>> START TEXT SEGMENT
In more concrete terms, what that order entailed, in Europe, was that Russia would acquiesce to subsequent waves of enlargement for the North Atlantic Treaty Organization even if there was no guarantee for Russian membership and influence. In Asia, China was likewise expected to defer to American preferences for regional security. In global affairs, despite being veto-wielding members of the United Nations Security Council, both powers were encouraged to accept American assessments and vote accordingly, with the passage of the key U.N. resolutions on Iraq in 1990-1991 as the gold standard whereby other powers would accept the U.S. lead for addressing international security problems.
Instead, since the beginning of the new millennium, Russia and China have increasingly adopted, in the terminology of Aglaya Snetkov and Marc Lanteigne, the position of the “loud dissenter” and the “cautious partner”—both prepared to defy U.S. preferences or put forward their own counter-proposals—either to stymie American action or to force compromises on Washington.
The standing American assumption has been that the benefits Russia and China have gained from the U.S.-led international order would outweigh any of the losses in influence. However, from Moscow’s and Beijing’s perspective, they seek not to overturn that order completely but to reduce and renegotiate the U.S. role. As then-Chinese Foreign Minister Yang Jiechi pointed out at the 2010 Munich Security Conference: “We deserve a chance to express our views on how things in the world should be run. What we are trying to do, like other countries, is to improve the international mechanisms to make sure that both developing and developed countries will benefit from our cooperation in the future. We are offering our views and we have the modesty to listen to others. It has always been the tradition of China. But I think we also deserve a hearing of one kind or another. … One country or a few countries definitely cannot decide the future of the world.” Russian President Vladimir Putin, for his part, was much more blunt in his address to the State Duma on March 18, 2014. Speaking about the status quo of the post-Cold War order, he declared that it was shaped when Russia “was going through such hard times … that realistically it was incapable of protecting its interests.” He offered his metaphor of the Russian wish to pursue revisions to that order as follows: “If you compress the spring all the way to its limit, it will snap back hard. You must always remember this.”
That Russia and China might be dissatisfied with aspects of the international system would not be important unless they had the wherewithal and ability to exercise a veto over U.S. preferences or impose their own will, even in their immediate geographic neighborhoods, in defiance of American pronouncements. What has changed over the last decade is the relative decrease of American power vis-à-vis Russian and Chinese capabilities and increased assertiveness in their own proximate neighborhoods. For Russia, this has primarily been a focus on reasserting its interests in Eurasia, the northern Middle East, the Arctic and central and southern Europe, although Moscow has also been willing to assert itself in other parts of the world. China’s ambitions start with establishing itself as the leading power in the Asia-Pacific region and to take steps to springboard into other parts of the world.
>> END TEXT SEGMENT
>> START RECORD EXCERPTS
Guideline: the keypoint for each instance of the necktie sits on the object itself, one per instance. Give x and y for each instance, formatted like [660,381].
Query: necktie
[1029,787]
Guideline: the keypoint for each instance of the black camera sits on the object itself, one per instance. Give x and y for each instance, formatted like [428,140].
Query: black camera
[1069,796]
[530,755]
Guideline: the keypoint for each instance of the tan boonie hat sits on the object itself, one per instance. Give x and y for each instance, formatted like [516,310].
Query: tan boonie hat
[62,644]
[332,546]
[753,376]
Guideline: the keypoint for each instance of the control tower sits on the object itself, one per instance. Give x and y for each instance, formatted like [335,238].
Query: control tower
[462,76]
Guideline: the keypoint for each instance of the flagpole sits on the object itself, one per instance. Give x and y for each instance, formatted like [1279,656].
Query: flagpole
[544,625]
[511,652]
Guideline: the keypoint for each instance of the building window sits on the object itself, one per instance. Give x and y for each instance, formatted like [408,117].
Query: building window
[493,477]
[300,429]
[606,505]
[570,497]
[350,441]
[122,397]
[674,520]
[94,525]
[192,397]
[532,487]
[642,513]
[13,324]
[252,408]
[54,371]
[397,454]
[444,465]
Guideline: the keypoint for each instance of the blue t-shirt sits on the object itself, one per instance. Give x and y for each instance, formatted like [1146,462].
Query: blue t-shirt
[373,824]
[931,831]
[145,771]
>> END RECORD EXCERPTS
>> START RECORD EXCERPTS
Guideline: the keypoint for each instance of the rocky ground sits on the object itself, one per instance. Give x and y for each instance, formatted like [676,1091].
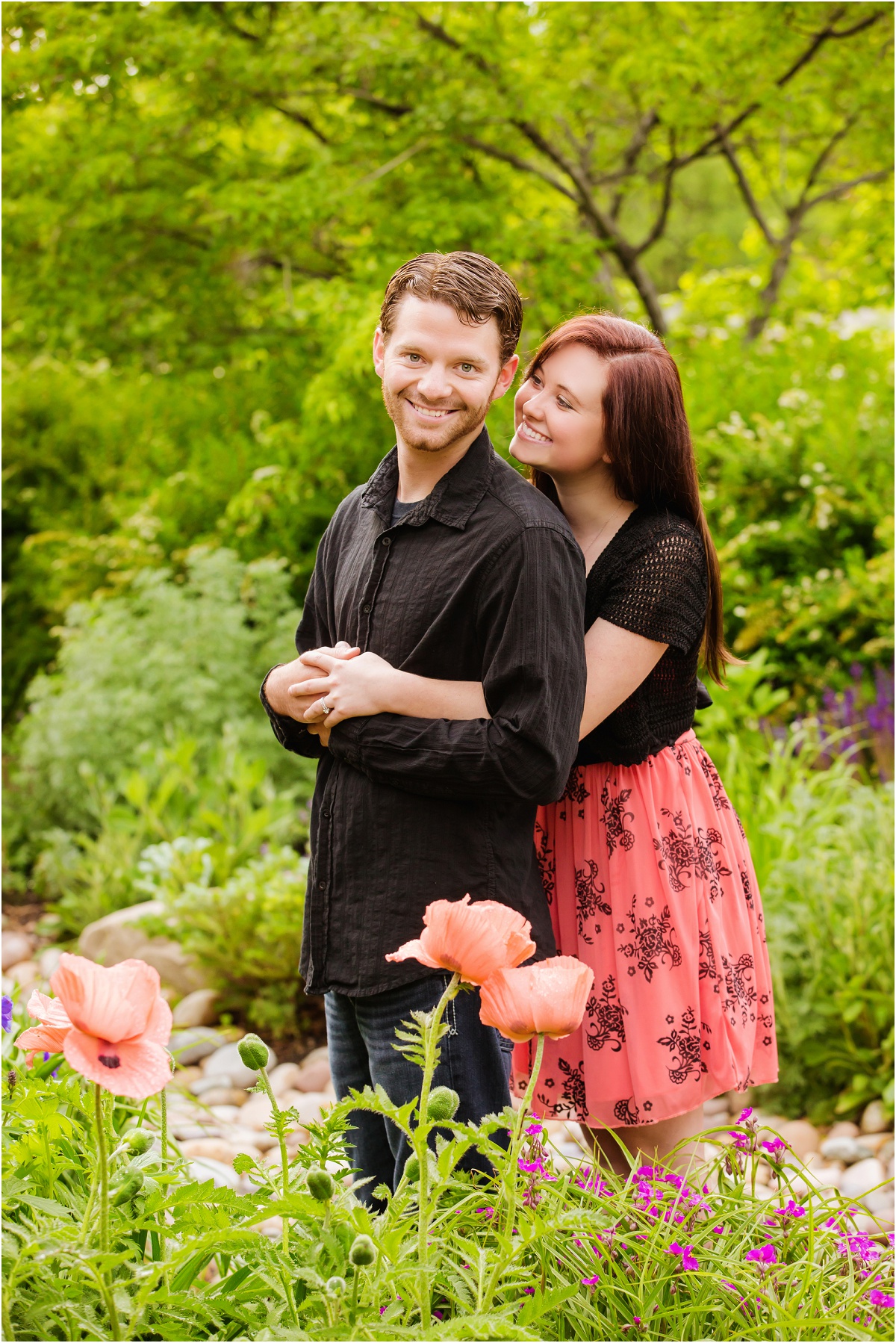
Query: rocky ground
>> END RECORD EXCERPTS
OBJECTIVE A - From the text on Russia, China, and the U.S.-led order, reproduce the passage starting with "In more concrete" and going on through "international security problems.".
OBJECTIVE B - Translate this sentence from the text on Russia, China, and the U.S.-led order into Spanish: "In Asia, China was likewise expected to defer to American preferences for regional security."

FULL ANSWER A -
In more concrete terms, what that order entailed, in Europe, was that Russia would acquiesce to subsequent waves of enlargement for the North Atlantic Treaty Organization even if there was no guarantee for Russian membership and influence. In Asia, China was likewise expected to defer to American preferences for regional security. In global affairs, despite being veto-wielding members of the United Nations Security Council, both powers were encouraged to accept American assessments and vote accordingly, with the passage of the key U.N. resolutions on Iraq in 1990-1991 as the gold standard whereby other powers would accept the U.S. lead for addressing international security problems.

FULL ANSWER B - En Asia, se esperaba igualmente que China se plegara a las preferencias estadounidenses en materia de seguridad regional.